• **Directions for this task**
The pictures stay out. Please retype every line below exactly.

• **Data provided**
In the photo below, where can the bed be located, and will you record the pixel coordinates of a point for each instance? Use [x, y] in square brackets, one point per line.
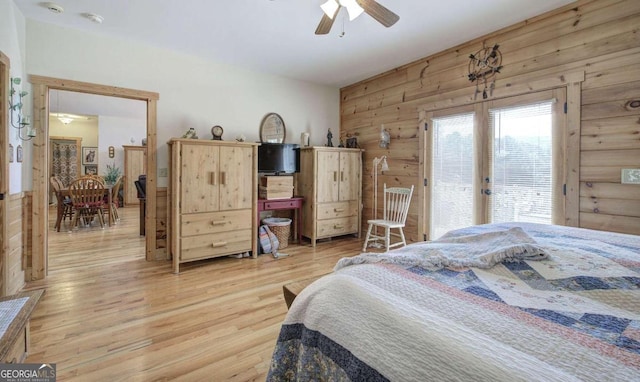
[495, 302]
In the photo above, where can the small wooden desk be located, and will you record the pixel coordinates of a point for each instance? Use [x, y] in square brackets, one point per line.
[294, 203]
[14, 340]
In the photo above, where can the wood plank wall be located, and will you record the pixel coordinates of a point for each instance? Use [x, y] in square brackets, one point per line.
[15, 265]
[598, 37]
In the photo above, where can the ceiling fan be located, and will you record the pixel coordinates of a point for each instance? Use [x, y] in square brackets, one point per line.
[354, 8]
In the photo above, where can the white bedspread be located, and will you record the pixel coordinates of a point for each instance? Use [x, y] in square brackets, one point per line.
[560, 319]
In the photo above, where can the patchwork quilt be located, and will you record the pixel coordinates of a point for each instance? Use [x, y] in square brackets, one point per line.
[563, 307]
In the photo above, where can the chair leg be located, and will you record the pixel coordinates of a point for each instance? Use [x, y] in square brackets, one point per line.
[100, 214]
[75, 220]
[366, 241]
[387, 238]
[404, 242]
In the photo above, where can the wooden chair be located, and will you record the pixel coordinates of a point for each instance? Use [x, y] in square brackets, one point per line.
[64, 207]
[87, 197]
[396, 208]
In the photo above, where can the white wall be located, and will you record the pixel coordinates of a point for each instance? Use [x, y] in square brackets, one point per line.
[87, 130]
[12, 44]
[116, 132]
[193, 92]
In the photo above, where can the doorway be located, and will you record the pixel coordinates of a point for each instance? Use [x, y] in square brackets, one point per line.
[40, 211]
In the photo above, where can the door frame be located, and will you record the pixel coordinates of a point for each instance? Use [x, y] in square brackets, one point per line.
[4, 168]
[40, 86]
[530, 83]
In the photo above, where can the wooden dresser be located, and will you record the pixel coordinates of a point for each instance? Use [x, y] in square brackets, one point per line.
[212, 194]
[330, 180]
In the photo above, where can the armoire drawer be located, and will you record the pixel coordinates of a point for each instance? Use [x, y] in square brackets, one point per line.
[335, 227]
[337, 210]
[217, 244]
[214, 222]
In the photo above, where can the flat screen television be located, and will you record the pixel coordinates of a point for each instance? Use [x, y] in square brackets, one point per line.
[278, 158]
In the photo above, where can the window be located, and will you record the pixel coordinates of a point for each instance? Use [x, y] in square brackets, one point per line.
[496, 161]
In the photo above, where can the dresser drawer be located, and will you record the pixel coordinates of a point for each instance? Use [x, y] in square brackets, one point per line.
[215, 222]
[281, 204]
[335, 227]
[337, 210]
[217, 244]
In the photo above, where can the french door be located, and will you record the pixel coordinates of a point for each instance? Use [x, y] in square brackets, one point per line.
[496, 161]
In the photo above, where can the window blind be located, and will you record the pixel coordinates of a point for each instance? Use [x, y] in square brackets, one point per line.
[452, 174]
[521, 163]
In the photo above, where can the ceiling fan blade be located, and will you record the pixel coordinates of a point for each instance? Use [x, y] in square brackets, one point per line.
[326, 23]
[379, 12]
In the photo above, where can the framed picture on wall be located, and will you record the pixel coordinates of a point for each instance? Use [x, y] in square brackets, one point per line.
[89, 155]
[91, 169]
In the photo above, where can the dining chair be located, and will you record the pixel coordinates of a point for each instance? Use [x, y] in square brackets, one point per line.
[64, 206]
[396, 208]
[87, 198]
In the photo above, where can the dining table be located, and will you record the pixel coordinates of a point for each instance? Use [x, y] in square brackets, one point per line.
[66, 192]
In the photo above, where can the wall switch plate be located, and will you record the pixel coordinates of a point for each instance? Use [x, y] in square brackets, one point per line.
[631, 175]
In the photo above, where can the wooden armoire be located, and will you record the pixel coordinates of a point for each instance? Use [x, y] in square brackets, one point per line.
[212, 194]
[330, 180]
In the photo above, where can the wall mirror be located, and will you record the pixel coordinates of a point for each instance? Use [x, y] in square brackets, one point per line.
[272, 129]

• **Answer to this problem**
In the photo below, where can the bed be located, and will you record the pixel coordinates of a point for each instance? Use [x, y] in square brackets, one point per line.
[495, 302]
In the photo above, where can the small wooden desk be located, and will you record the pixel coordinates of a point for each instance? Use [x, y] in square brackets, one point per line.
[294, 203]
[14, 340]
In the photo above, where can the wood plank wall be located, and will you record the pixel coordinates of a point for each instance? Use [x, y] in square brackets, one point per line.
[15, 265]
[598, 37]
In the photo above, where can the ceiling fan be located, and will you record the pixel coordinates of a point for each instance? Use [x, y] in square brackets, one point per line.
[354, 8]
In the photo above, where can the white bedspread be located, and will you record the pixel coordinates of a point for each instance? Use [x, y] in square brackets, one point per line.
[560, 319]
In the photo above, where can the patchwork quilt be located, and will you record the pixel coordinates of a point for each instance? Use [x, y] in square brackets, one point per line.
[563, 307]
In the photo above, where can the chair leg be located, and will you record the pixel coordinates of a point for each instance? Use [x, y] in square brackets, one point per line.
[100, 214]
[75, 220]
[366, 241]
[387, 238]
[404, 242]
In the photo above, where can the wooden chair be located, and will you record the pixel coordinates of a point for each instance? Use [x, y] in square brackets, one point per line.
[64, 207]
[87, 197]
[396, 208]
In the photo above, where can the white wall be located, and will you record the pixel coordinates of a point for each instance? Use [x, y] in square brackets, one point per line.
[87, 130]
[12, 44]
[116, 132]
[193, 92]
In the photo above, where can the doorway be located, and will you record the pixel coordinates of a point for each instance? Use [x, y] in square brackets, one point per line.
[40, 211]
In the photo above, where can the door frame be located, and will you record the pixel coordinates of a point for each instance? Use [x, y] in square brackets, one point per line.
[4, 168]
[40, 86]
[530, 83]
In the photo above, where can the wooden dresser be located, and will you record the pixel coordinates of a point for each instance? Use [x, y] in square brackets, one point per line.
[212, 194]
[330, 180]
In the photo above, where can the armoire drawer be located, and will you record the pixel coordinates of a point for each instance? Use [x, y] in square brackets, one point per line.
[335, 227]
[337, 210]
[217, 244]
[214, 222]
In the photo above, where can the flat screen television be located, and will you record the pixel coordinates of a point for each instance? Use [x, y] in square brackets, one point per line.
[278, 158]
In the photo above, where can the window be located, and will you record the pixel coordinates of a point for each instance? Use [x, y] in square brackets, one point per line.
[496, 161]
In the photo above, where can the dresser drawer be located, and will you record the pixel coordinates of a point for each instance? Use [x, y] in square brackets, one point per line.
[215, 222]
[281, 204]
[335, 227]
[337, 210]
[217, 244]
In the photo above, where can the french door be located, and will you record the pixel coordinates of a point for each instance? Use [x, y] in square brackets, one point per line.
[496, 161]
In the photo above, where can the window blind be located, and will you record the pixel coordinates of a point for each instance? Use [x, y] in square brackets, one point per line.
[452, 174]
[521, 163]
In the photo above, where can the ceiling fan blade be located, and will you record the pixel coordinates of a point for each instance? Use [x, y] in square brackets, one point per line.
[326, 23]
[379, 12]
In the photo above, where can the framed picture on wall be located, and will you record the pixel coordinates of a point for each instance? Use [x, y] in square brackets, one point per line.
[89, 155]
[91, 169]
In the photo above, where can the dining chair be located, and will you record the pixel coordinates of a point for each instance? Use [x, y] in square brackets, one point per line.
[64, 206]
[396, 208]
[87, 198]
In the photo above, where can the dining table be located, and will you record the pixel coordinates of a point for each instance? Use [x, y] in square brackets, one point per line.
[66, 192]
In the photo above, where can the wall switch plate be located, and will you record the pixel coordinates of a point for each instance? Use [x, y] in square brackets, one point per line.
[631, 175]
In the photo above, where can the wooden armoire be located, and will you record the pixel coordinates of a point for each instance? Use [x, y] in square brackets, one point per line.
[212, 194]
[330, 180]
In the photo above, where can the wall mirror be located, and will you record the pixel coordinates of a point for each instance? Use [x, y] in square brackets, one point per line.
[272, 129]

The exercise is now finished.